----- PAGE EXCERPT

Critics at least tread carefully as Peele introduces the Wilson family of sunny California. Mom Adelaide (Lupita Nyong’o), dad Gabe (Winston Duke) and their two kids -- Zora (Shahadi Wright Joseph) and Jason (Evan Alex) -- are on vacation in Santa Cruz. Gabe has an unspoken competition with his friends the Tylers (Elisabeth Moss and Tim Heidecker), a white couple with twin daughters given to conspicuous consumption. Everyone is up for a fun time, especially dad (the excellent Duke -- looking much like Peele -- gets laughs in the unlikeliest places). But Adelaide is not feeling it. In a chilling prologue, set in 1986, we see Adelaide as a child getting majorly freaked out by a trip to a beachside funhouse containing a hall of mirrors. Now the grown Adelaide is back on the same beach where she was traumatized as a child, and she’s taking her own children along. You can cut the foreboding with a knife -- or a pair of gold scissors.

Scissors figure prominently when the Wilsons are confronted in their driveway by unexpected visitors. Since the scene is included in the film’s trailer, I’m not giving away anything to note that these home invaders -- clad in red -- are exact doubles of the four Wilsons. And the scissors these zombie-like doppelgangers carry are meant to slit throats. "What the hell are you?" asks Gabe. The answer is croaked out by Adelaide’s evil twin (the only double who speaks) in a voice that induces shudders: "We’re Americans."

The political implications of that genuinely creepy setup are tantalizing, as are the film’s allusions to Hands Across America -- the 1986 event in which a human chain of millions was formed to help alleviate poverty and hunger -- and the thousands of miles of empty tunnels that run under the continental United States, including the Underground Railroad that symbolizes African enslavement. Is Peele referencing the Sunken Place of the Trump era in which the new gospel preaches fear of the other? If so, the theme remains frustratingly undeveloped. Yet Peele, the supreme cinema stylist, is on a roll. The violence is unnerving as the doubles set out to untether themselves from their human counterparts. By necessity, the Wilsons become a family that kills together. Even the Tylers get invaded. Kudos to Moss, who takes a small role and runs with it. The scene in which her character’s wild-eyed double smears on lip gloss is an unforgettable blend of mirth and menace.

----------
----- LISTED ENTRIES

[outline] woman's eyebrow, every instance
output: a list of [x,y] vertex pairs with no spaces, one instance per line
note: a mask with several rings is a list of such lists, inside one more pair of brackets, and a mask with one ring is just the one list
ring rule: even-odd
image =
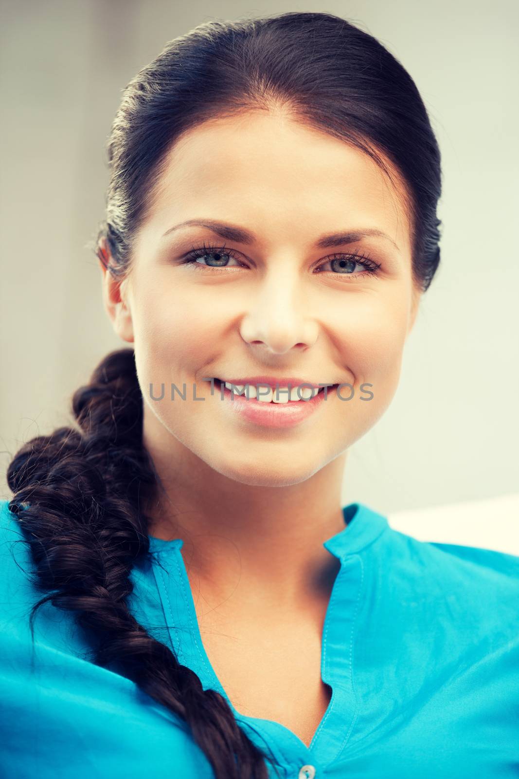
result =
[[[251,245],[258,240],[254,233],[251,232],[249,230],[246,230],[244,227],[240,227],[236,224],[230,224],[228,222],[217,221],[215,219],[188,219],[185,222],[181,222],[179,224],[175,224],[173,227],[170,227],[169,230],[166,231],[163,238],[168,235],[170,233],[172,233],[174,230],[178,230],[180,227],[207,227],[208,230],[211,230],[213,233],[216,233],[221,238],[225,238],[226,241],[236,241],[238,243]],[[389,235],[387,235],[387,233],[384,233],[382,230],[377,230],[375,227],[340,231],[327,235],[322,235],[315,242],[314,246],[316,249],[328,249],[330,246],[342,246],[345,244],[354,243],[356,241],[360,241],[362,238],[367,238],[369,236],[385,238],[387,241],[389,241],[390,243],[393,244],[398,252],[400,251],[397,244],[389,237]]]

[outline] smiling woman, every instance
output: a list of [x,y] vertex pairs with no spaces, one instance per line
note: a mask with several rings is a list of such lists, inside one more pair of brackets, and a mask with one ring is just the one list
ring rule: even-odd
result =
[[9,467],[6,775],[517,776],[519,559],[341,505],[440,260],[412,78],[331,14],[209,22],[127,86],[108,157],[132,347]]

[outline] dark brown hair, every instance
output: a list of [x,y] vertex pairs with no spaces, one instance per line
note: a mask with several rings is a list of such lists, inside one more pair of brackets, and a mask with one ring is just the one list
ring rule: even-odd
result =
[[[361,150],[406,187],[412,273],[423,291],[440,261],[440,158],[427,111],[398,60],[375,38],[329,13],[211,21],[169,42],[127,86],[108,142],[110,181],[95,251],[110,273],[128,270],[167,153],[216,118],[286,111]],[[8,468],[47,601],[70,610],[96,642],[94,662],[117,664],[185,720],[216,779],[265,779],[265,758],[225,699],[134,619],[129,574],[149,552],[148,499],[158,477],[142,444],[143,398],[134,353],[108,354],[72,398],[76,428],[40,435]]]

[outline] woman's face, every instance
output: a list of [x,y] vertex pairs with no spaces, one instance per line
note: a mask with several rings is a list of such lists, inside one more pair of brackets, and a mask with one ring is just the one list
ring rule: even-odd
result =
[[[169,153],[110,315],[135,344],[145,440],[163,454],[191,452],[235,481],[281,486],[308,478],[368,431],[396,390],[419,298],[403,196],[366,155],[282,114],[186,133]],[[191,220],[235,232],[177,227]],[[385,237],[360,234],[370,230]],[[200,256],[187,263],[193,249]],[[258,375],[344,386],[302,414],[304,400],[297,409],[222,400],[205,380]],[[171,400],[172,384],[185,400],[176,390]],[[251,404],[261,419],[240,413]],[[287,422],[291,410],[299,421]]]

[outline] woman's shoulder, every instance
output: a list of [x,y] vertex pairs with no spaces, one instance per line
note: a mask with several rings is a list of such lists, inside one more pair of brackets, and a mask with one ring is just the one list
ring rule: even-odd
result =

----------

| YOUR OBJECTIVE |
Answer these questions from the film review above:
1. In what city are the Wilsons on vacation?
2. What color do the home invaders wear?
3. In what year did Hands Across America take place?

| TASK RESPONSE |
1. Santa Cruz
2. Red
3. 1986